[Start of Attachment]
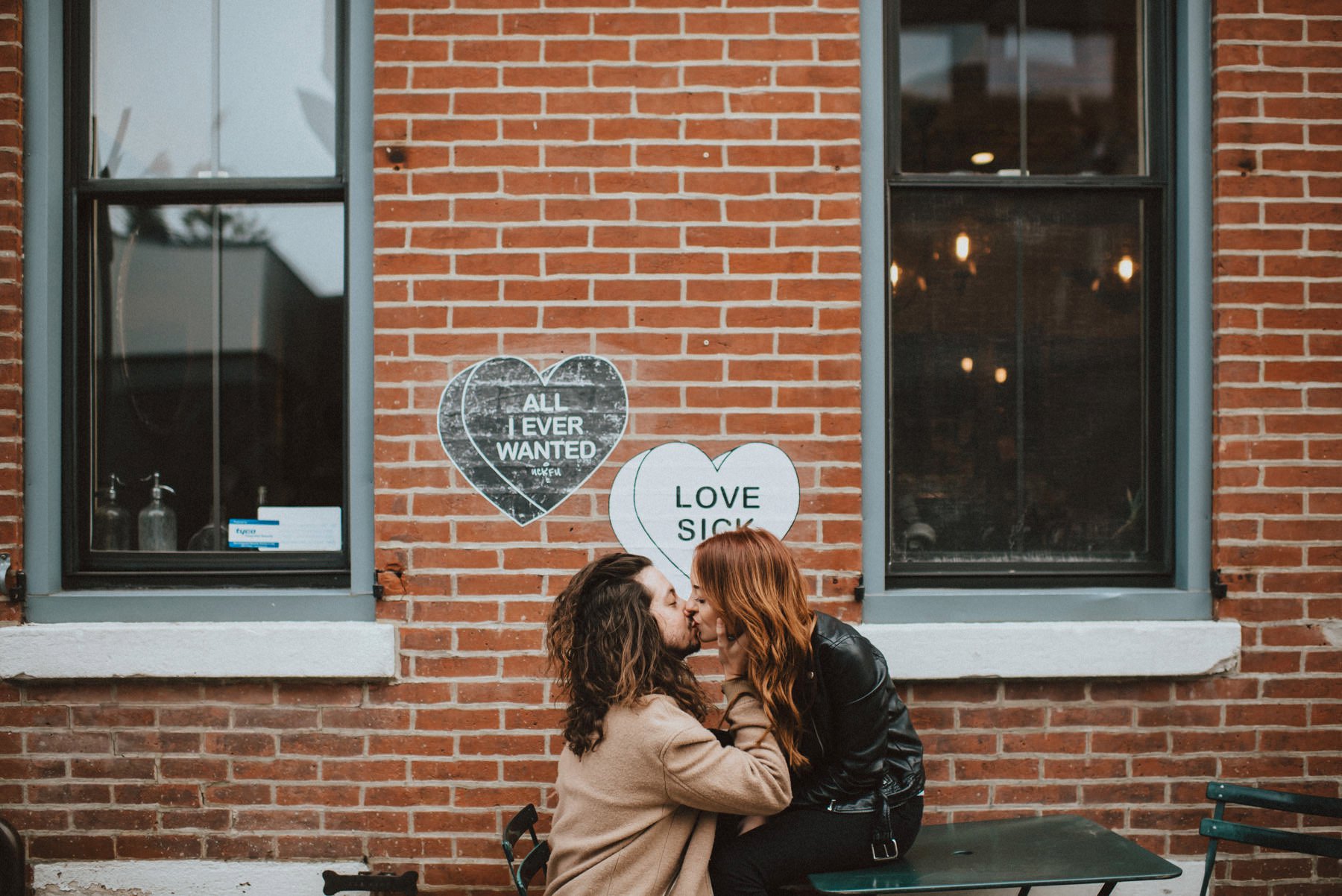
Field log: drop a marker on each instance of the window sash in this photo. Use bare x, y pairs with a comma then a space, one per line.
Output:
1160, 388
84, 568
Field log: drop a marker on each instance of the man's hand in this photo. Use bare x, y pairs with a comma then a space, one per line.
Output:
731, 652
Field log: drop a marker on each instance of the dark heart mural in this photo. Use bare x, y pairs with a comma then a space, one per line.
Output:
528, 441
[End of Attachment]
[Start of Attachment]
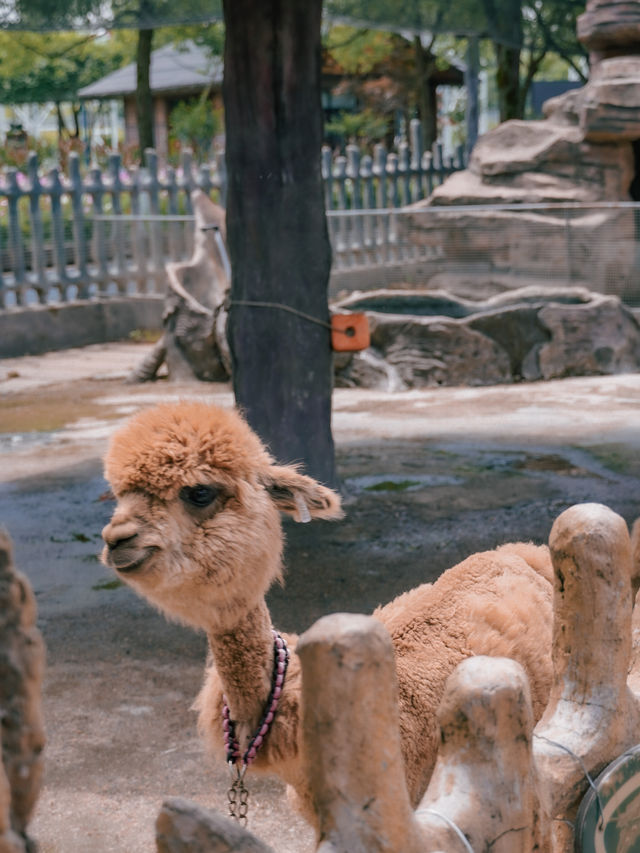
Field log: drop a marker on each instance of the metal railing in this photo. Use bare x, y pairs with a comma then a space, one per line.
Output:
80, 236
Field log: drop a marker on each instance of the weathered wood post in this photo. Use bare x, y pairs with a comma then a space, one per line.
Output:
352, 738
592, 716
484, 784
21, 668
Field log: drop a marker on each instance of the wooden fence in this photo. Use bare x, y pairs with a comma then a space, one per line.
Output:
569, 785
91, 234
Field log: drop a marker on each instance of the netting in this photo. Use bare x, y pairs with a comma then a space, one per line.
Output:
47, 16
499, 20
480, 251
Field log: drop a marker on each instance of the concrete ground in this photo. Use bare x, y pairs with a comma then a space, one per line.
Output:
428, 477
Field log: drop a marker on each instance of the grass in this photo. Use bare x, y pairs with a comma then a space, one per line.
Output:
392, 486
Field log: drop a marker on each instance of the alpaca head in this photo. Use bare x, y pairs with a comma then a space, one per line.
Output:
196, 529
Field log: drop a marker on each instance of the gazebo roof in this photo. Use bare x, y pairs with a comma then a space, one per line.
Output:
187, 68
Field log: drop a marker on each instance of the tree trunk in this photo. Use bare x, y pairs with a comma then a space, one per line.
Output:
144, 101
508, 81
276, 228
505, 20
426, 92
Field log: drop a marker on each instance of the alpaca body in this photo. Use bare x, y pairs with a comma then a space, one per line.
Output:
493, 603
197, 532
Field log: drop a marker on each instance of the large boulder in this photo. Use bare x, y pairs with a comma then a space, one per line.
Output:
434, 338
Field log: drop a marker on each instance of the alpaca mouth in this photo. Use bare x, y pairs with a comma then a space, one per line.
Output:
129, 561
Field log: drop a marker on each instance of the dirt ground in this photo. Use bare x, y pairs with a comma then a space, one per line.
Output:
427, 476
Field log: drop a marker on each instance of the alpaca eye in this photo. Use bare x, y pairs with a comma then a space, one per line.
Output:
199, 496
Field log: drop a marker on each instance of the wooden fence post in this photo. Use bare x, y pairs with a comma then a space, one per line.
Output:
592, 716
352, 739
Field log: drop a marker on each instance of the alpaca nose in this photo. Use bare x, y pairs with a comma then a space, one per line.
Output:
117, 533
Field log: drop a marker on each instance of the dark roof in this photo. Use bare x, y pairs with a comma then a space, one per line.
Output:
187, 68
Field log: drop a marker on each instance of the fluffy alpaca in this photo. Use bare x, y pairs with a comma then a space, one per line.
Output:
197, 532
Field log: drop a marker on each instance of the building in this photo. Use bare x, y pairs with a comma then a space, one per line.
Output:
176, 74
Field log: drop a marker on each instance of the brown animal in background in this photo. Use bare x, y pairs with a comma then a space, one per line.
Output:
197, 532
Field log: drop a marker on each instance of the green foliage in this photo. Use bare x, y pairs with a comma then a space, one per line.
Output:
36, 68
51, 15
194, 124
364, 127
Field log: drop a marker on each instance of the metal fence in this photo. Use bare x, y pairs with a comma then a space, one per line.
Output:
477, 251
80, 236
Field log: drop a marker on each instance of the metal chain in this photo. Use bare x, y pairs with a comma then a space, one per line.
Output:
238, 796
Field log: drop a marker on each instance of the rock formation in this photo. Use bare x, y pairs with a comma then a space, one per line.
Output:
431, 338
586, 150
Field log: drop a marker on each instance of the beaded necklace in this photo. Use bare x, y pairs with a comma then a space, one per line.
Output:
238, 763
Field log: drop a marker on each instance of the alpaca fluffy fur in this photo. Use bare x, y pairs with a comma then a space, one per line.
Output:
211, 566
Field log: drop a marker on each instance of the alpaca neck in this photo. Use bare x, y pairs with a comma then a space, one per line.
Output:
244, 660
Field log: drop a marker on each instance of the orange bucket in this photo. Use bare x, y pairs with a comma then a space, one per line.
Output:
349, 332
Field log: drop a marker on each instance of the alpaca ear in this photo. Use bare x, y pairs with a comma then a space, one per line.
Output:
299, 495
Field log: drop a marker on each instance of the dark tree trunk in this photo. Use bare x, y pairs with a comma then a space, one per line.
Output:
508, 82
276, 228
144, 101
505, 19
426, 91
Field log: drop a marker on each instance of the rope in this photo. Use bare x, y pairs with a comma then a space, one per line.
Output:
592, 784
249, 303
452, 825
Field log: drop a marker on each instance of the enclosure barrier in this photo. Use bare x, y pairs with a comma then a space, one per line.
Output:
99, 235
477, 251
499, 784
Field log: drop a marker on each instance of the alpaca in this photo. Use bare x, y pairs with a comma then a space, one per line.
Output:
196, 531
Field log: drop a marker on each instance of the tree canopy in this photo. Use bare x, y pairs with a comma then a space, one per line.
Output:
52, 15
[End of Attachment]
[Start of Attachment]
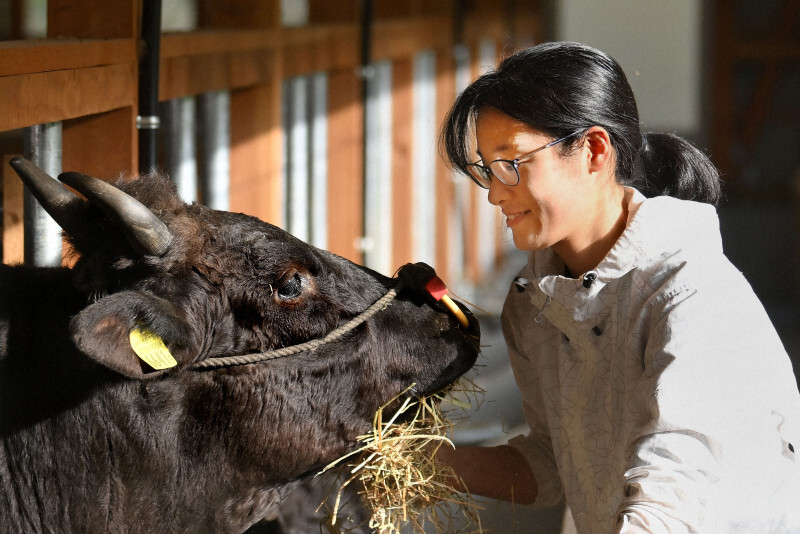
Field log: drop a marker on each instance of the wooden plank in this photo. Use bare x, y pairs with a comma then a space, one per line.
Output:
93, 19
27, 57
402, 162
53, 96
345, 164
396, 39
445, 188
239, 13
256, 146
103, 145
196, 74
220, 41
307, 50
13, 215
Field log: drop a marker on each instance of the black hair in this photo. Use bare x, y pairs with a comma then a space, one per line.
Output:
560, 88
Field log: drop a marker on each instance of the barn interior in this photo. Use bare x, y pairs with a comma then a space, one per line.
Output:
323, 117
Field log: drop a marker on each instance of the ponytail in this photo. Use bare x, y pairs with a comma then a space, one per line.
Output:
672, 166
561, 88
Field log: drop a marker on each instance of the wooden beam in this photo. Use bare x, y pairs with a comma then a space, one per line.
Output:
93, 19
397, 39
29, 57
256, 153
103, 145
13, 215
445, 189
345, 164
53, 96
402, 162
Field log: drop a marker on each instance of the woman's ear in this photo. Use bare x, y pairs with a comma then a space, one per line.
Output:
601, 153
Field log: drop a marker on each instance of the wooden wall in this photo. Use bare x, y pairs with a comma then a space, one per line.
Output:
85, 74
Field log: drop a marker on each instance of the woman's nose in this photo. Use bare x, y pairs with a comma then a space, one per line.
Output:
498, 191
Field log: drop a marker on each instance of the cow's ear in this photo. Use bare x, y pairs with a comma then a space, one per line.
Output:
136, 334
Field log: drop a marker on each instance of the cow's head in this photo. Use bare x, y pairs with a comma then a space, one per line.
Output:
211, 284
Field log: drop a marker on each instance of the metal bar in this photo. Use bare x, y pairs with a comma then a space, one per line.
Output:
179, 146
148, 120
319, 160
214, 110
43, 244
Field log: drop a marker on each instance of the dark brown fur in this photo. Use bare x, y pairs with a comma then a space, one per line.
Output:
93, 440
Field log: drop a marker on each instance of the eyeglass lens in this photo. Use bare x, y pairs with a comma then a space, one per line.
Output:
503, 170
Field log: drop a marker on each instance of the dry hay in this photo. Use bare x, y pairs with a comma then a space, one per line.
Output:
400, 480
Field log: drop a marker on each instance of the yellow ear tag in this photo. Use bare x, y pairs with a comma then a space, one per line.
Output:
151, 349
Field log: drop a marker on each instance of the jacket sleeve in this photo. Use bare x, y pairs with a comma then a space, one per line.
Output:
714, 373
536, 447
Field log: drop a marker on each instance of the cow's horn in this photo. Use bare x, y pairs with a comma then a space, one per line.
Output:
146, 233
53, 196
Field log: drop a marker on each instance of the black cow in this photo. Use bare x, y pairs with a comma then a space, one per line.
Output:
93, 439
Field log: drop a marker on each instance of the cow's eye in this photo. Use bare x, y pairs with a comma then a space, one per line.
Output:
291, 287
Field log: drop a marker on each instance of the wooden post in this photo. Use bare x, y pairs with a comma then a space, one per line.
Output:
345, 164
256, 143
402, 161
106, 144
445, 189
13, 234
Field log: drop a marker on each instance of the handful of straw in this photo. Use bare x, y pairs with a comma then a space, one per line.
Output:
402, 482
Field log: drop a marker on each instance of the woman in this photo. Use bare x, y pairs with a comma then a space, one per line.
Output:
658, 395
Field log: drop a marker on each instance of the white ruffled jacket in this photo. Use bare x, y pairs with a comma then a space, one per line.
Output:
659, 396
[End of Attachment]
WHAT YOU NEED TO DO —
Check each line of the listing above for the string "nose" and return those that contain it.

OUTPUT FOR THIS EXERCISE —
Field log: drop a marker on each instance of the alpaca nose in this photo. Use bare x, y pairs with a comma then a space, one per line.
Field log: drop a marker on each instance of the woman's nose in this photo. Use bare x, y pairs with a comma then a space, one per line.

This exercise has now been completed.